◆ DOCUMENT PASSAGE:
════════════════════

# Carbide inserts



## moke (Oct 19, 2010)

For those of you that use some carbide insert turning tools. have you noticed quality differences? There seems to be a wide variety of prices, so does the quality correspond? If you have any insight as to the differences and labeling, please let me know.
Thank You,
Mike


----------



## BillWhite (Jul 23, 2007)

I buy carbide from Capt. Eddie Castelin. Best price, and quality cutters.
Bill


----------



## moke (Oct 19, 2010)

I have bought those from Eddie, too…he is an awesome guy and a no BS vendor….I like him, but I have some 18mm round cutters I bought from a fellow that is now out of business, they were almost three times the price of Eddie's and I have to tell you, I felt they cut better. That is why I started the thread…is there a difference or is carbide all the same, or just are some others taking more profit?
Mike


----------



## Wildwood (Jul 22, 2012)

I was asking about this vendor in a thread on carbide cutters over at IAP, without much luck.

http://www.carbidedepot.com/detail.aspx?ID=151059

Not sure if they have what you need, but take a look see when have some time.


----------



## wormil (Nov 19, 2011)

The carbides that came on my EWT's don't hold an edge for squat. I bought generic replacements off ebay and they are much better.


----------



## moke (Oct 19, 2010)

Bill,
The fellow I bought my best inserts from was Ken from Woodchuck tools an the IAP….but he is out of business.
Mike


----------



## Nubsnstubs (Aug 30, 2013)

Most of the carbide is rated with a C designation and number. For a long time all my carbide router bits were designated C-3 carbide. Now, Ill see some with a C-4 rating. 
When I was making the live centers I invented, I was looking at tooling, and saw some of the tooling rated at C-7. I think the higher the number, the harder or better the quality. 
Ask whomever you are buying from what the rating on the carbide is…............... Jerry (in Tucson)


----------



## TheDane (May 15, 2008)

I have been very happy with the carbide inserts I have purchased from Eddie Castelin. That being said, I don't use my carbide tools much … only for roughing, then I go to HSS tools for final shaping and finishing cuts.


----------



## unbob (Mar 10, 2013)

I took a quick look at carbide grade for wood. Iscar "a very good company" suggests C2 for wood.
There is a balance that must be found of shock resistance and wear resistance. This balance could change on a rotary tool vrs a fixed tool such as for a lathe.

════════════════════

[Records excerpted from a collection]
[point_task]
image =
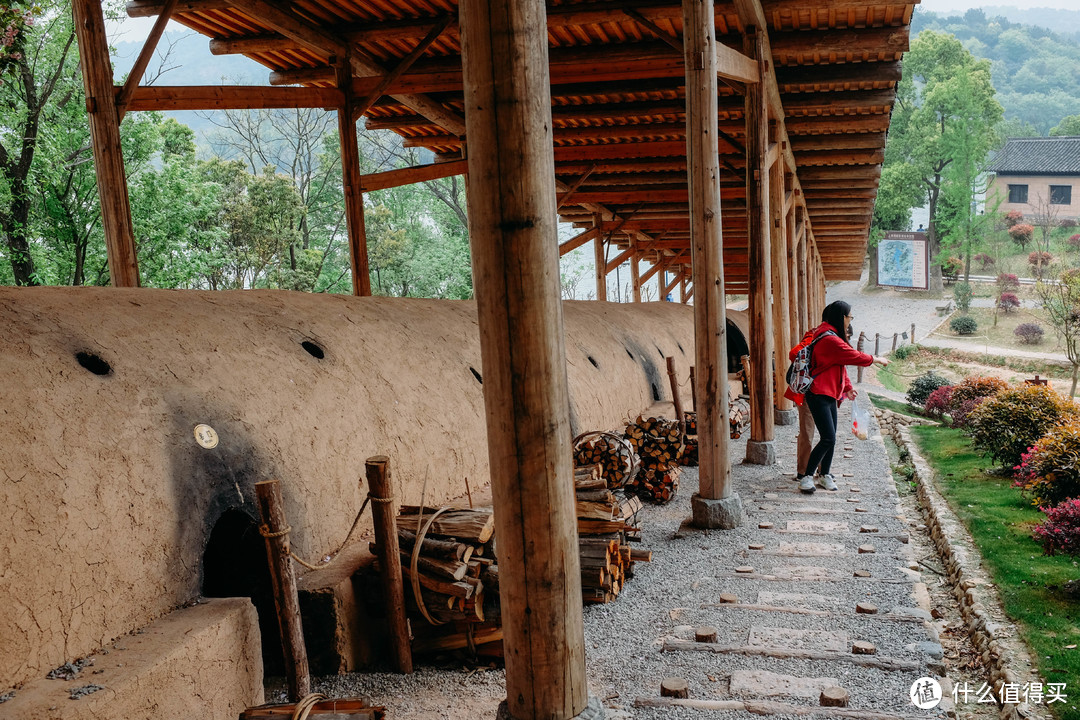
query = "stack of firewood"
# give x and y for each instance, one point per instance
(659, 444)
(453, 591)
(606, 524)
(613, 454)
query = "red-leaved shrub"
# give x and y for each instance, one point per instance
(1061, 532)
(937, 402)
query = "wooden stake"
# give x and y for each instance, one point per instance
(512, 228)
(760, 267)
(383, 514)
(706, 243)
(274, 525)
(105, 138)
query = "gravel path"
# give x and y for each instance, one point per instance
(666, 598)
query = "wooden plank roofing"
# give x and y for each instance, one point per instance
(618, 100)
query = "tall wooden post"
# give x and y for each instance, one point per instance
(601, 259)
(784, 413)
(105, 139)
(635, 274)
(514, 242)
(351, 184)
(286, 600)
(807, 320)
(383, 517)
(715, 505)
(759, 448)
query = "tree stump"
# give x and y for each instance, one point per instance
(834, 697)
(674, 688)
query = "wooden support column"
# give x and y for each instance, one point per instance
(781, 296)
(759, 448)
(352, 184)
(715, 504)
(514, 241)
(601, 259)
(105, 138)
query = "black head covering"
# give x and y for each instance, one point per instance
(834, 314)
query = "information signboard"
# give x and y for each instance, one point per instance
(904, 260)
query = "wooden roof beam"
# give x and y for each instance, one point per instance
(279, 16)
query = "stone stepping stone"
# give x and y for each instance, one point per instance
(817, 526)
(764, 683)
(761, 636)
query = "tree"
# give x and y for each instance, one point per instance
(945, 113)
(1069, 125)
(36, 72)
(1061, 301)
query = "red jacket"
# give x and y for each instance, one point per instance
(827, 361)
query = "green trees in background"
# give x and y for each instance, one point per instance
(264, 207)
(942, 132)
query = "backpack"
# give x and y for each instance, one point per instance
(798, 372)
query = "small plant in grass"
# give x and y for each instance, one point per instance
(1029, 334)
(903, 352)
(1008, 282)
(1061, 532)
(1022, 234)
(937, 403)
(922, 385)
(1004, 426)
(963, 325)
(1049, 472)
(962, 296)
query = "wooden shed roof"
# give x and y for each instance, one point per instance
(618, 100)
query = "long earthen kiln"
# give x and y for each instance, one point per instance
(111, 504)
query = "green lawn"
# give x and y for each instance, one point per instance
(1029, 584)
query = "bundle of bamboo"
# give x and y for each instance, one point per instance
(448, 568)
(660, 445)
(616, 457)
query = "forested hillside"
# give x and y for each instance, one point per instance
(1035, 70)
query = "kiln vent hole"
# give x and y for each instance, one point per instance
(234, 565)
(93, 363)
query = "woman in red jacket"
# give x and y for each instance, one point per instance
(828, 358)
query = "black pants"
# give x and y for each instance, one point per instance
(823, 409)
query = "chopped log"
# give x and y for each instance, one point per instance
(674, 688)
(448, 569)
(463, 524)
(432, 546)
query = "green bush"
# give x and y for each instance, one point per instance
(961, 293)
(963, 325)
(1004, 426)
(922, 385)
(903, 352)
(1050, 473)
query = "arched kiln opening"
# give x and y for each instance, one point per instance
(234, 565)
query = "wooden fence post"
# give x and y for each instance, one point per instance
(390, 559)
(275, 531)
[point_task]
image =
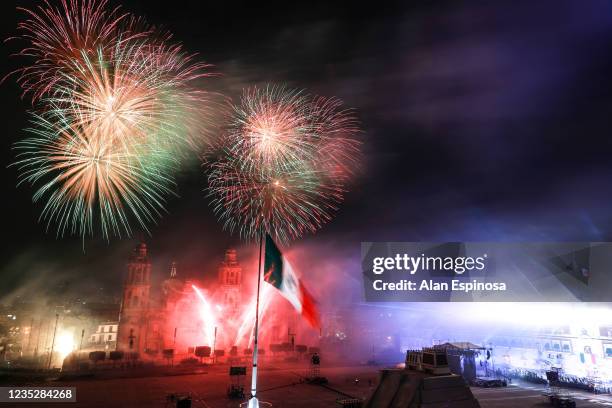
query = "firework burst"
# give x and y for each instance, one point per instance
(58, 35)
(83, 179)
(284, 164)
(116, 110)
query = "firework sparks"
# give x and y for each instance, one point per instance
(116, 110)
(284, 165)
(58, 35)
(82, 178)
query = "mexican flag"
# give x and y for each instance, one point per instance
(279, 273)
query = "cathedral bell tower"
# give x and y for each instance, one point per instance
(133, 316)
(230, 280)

════════════════════

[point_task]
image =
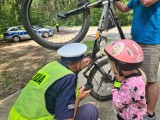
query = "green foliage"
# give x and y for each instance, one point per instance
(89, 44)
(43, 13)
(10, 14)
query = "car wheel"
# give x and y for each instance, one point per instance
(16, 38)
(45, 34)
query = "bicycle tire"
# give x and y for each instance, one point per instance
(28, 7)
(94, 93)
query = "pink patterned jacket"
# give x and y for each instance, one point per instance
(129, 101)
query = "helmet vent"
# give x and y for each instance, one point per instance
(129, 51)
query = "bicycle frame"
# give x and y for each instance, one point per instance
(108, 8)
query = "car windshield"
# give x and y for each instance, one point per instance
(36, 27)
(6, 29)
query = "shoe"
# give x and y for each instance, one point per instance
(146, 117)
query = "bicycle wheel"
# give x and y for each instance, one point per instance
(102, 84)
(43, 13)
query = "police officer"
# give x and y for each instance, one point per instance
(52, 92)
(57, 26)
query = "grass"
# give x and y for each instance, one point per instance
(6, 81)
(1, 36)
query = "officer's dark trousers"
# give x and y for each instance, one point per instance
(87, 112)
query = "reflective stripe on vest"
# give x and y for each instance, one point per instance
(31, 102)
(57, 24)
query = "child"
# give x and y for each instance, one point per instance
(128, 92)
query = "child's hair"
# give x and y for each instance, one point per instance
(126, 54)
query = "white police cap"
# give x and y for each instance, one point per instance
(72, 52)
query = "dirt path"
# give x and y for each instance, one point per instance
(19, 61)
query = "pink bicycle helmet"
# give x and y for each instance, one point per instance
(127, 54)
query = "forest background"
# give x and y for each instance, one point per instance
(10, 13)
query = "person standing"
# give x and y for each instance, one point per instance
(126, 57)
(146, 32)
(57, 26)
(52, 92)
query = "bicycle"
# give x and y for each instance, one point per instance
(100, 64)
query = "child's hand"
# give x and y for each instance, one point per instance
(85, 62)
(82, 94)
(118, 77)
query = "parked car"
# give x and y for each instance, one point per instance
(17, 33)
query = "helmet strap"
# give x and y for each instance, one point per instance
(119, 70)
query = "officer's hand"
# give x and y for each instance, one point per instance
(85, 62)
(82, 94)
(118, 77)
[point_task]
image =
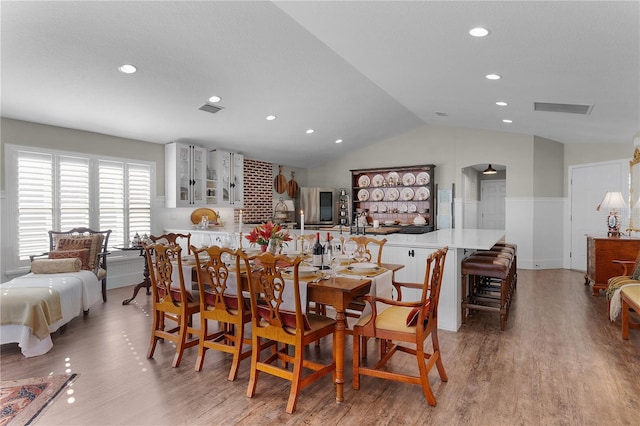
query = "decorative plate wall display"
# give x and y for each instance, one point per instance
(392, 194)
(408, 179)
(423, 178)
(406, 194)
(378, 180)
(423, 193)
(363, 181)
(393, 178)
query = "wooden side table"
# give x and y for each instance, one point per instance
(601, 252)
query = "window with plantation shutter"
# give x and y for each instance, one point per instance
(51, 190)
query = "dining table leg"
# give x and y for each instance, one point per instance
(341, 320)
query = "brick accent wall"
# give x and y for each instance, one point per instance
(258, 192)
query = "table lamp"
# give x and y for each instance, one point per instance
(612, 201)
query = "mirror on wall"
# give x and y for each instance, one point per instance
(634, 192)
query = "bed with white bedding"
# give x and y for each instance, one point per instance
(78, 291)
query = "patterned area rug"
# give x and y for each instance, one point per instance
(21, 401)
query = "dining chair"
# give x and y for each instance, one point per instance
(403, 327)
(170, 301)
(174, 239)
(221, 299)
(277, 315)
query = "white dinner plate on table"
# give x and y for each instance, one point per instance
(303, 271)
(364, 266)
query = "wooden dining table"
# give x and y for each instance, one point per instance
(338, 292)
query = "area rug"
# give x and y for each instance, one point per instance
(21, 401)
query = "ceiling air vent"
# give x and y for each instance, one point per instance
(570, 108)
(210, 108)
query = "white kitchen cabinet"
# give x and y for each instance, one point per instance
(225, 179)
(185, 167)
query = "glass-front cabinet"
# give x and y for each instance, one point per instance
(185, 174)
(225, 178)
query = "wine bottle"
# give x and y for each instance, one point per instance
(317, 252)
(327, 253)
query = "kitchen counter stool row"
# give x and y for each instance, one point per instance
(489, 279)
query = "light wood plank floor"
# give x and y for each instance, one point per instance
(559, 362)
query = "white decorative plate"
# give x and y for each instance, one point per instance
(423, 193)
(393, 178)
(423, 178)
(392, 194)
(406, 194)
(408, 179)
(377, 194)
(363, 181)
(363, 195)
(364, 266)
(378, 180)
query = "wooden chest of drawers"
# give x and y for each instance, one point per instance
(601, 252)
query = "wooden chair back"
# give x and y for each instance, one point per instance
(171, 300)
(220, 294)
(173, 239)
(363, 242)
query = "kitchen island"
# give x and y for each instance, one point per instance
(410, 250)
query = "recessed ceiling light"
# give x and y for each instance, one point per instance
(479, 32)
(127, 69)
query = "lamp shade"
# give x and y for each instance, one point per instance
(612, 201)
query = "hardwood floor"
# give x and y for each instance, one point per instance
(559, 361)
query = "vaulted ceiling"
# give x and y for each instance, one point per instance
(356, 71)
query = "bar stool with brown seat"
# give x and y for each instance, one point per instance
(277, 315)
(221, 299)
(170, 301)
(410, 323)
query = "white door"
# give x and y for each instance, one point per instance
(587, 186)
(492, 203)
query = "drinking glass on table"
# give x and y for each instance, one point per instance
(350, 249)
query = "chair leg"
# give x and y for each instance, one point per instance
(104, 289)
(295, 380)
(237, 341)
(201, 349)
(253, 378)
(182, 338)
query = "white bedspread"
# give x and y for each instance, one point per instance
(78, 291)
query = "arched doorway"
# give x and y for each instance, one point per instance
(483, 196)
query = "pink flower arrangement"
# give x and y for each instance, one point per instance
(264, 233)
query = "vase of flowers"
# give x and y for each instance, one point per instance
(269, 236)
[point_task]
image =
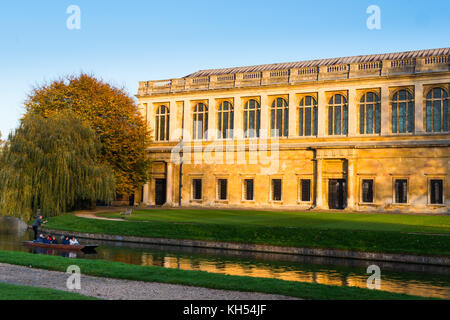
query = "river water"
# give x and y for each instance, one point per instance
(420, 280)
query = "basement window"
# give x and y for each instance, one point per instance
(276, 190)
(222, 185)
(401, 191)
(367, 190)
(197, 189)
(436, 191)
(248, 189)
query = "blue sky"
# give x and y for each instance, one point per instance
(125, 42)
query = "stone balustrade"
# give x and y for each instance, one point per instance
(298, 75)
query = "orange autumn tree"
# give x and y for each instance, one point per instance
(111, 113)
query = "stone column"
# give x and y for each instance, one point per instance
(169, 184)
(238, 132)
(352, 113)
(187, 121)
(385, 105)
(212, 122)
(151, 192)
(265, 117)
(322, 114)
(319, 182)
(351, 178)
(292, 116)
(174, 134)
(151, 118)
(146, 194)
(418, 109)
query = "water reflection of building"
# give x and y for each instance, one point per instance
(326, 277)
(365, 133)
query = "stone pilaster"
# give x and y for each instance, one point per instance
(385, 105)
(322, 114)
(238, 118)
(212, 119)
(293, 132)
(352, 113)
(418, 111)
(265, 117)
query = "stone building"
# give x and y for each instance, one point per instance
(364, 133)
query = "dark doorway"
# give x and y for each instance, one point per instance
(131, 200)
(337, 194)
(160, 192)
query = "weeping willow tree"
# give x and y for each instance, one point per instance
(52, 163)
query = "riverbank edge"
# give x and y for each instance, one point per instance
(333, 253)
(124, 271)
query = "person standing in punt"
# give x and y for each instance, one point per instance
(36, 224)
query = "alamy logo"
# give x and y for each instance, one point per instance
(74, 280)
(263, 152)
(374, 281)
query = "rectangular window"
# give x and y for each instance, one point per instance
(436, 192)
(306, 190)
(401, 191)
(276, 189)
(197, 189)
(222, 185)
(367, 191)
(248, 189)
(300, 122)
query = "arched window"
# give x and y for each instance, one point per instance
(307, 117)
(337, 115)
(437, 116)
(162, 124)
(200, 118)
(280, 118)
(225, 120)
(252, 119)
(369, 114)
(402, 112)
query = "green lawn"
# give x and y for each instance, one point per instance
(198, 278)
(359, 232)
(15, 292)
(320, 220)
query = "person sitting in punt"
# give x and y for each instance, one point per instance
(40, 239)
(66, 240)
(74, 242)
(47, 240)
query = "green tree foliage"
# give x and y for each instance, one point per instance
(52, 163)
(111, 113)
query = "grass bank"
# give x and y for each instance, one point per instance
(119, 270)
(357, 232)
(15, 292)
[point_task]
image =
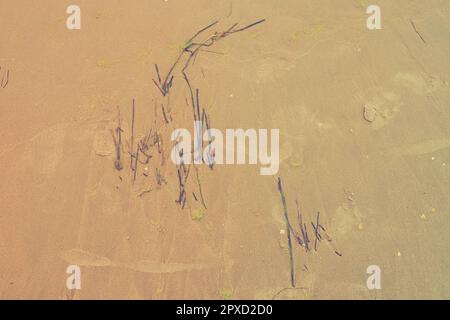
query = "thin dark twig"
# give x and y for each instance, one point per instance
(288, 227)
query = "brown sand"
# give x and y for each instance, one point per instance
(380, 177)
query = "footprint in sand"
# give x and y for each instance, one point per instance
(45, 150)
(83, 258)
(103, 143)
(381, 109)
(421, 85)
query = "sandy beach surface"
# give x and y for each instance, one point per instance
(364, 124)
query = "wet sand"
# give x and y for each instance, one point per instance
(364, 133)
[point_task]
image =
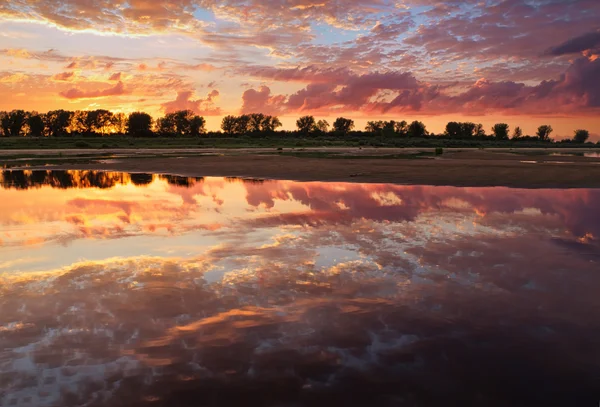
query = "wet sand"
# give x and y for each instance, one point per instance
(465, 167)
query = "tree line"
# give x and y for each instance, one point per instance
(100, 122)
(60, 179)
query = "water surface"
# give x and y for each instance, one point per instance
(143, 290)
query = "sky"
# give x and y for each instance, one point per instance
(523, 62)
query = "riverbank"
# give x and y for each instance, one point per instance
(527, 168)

════════════════════

◆ SHORT TASK 1:
In the carbide inserts thread, rewrite the stretch from "I have been" through "and finishing cuts.", replacing "roughing" with "rough turning".
◆ SHORT TASK 2:
According to the carbide inserts thread, which carbide grade does Iscar suggest for wood?
◆ SHORT TASK 3:
Continue the carbide inserts thread from where it stops.

◆ EXERCISE RESULT 1:
I have been very happy with the carbide inserts I have purchased from Eddie Castelin. That being said, I don't use my carbide tools much … only for rough turning, then I go to HSS tools for final shaping and finishing cuts.

◆ EXERCISE RESULT 2:
C2

◆ EXERCISE RESULT 3:
C2 has high shock resistance "resists chipping of the cutting edge. C7 will have better wear resistance, but is not so good for shock, interrupted cuts, or incurred chatter.
Carbide will wear, most often its better to have the edge wear some rather then chip. That is, a smoothly worn C2 edge cuts better then a chipped C7 edge.

Quality of the carbide….
The good carbides are expensive. Those are made with finer particles of carbide and the other alloys.
For example, my favorite is Micro 100 brand. One C2 grade Micro 100 cutter will out last 20 made in China C2 grade cutters.

It would appear that most wood cutters are softer grade carbide, the much harder grades could be a hazard for breaking apart and ending up in your eye.

More or less, its the quality of the carbide more then the grade that makes a better tool.


----------



## Wildwood (Jul 22, 2012)

Unbob,

Carbide tool makers & woodturning vendors command high prices for their carbide cutters whether buy at a store or pay shipping for a single cutter. EWT's second link says their research found C-3 carbide best for woodturning.

http://www.woodturnerscatalog.com/t/131/Carbide-Insert-Turning-Tools

http://www.easywoodtools.com/ewt-genuine-carbide-cutters-product-page/

Capt. Eddie little more reasonable on shipping. Mike thought I saw 18mm round cutters there.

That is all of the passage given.